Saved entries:
┄┄┄┄┄┄┄┄┄┄

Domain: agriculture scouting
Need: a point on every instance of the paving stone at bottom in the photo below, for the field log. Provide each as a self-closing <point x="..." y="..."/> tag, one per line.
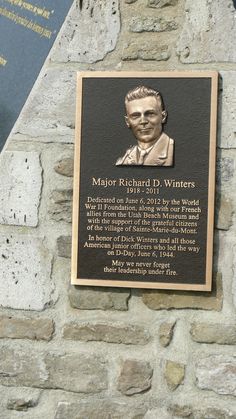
<point x="166" y="300"/>
<point x="99" y="409"/>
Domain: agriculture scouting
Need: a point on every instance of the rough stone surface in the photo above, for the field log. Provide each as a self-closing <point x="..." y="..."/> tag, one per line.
<point x="161" y="3"/>
<point x="214" y="333"/>
<point x="77" y="372"/>
<point x="20" y="190"/>
<point x="25" y="328"/>
<point x="181" y="411"/>
<point x="160" y="413"/>
<point x="134" y="51"/>
<point x="191" y="412"/>
<point x="26" y="269"/>
<point x="151" y="24"/>
<point x="50" y="117"/>
<point x="87" y="298"/>
<point x="225" y="169"/>
<point x="64" y="246"/>
<point x="204" y="33"/>
<point x="61" y="205"/>
<point x="166" y="332"/>
<point x="99" y="409"/>
<point x="174" y="374"/>
<point x="217" y="373"/>
<point x="227" y="133"/>
<point x="21" y="405"/>
<point x="65" y="167"/>
<point x="224" y="213"/>
<point x="135" y="377"/>
<point x="112" y="333"/>
<point x="72" y="372"/>
<point x="160" y="300"/>
<point x="103" y="21"/>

┄┄┄┄┄┄┄┄┄┄

• [Your task]
An exact copy is needed of the lines from the one containing "Need: a point on every instance of the rough" through the end of the records.

• [Task answer]
Need: a point on every instance of the rough stone surface in the photo above, for the field log. Provide each as a self-closing <point x="..." y="..."/> tag, one per line.
<point x="161" y="3"/>
<point x="214" y="333"/>
<point x="77" y="372"/>
<point x="20" y="190"/>
<point x="25" y="328"/>
<point x="181" y="411"/>
<point x="160" y="413"/>
<point x="134" y="51"/>
<point x="191" y="412"/>
<point x="26" y="269"/>
<point x="151" y="24"/>
<point x="50" y="117"/>
<point x="87" y="298"/>
<point x="225" y="169"/>
<point x="64" y="246"/>
<point x="204" y="33"/>
<point x="61" y="205"/>
<point x="166" y="332"/>
<point x="99" y="409"/>
<point x="174" y="374"/>
<point x="217" y="373"/>
<point x="227" y="133"/>
<point x="21" y="405"/>
<point x="65" y="167"/>
<point x="224" y="213"/>
<point x="135" y="377"/>
<point x="112" y="333"/>
<point x="72" y="372"/>
<point x="160" y="300"/>
<point x="103" y="21"/>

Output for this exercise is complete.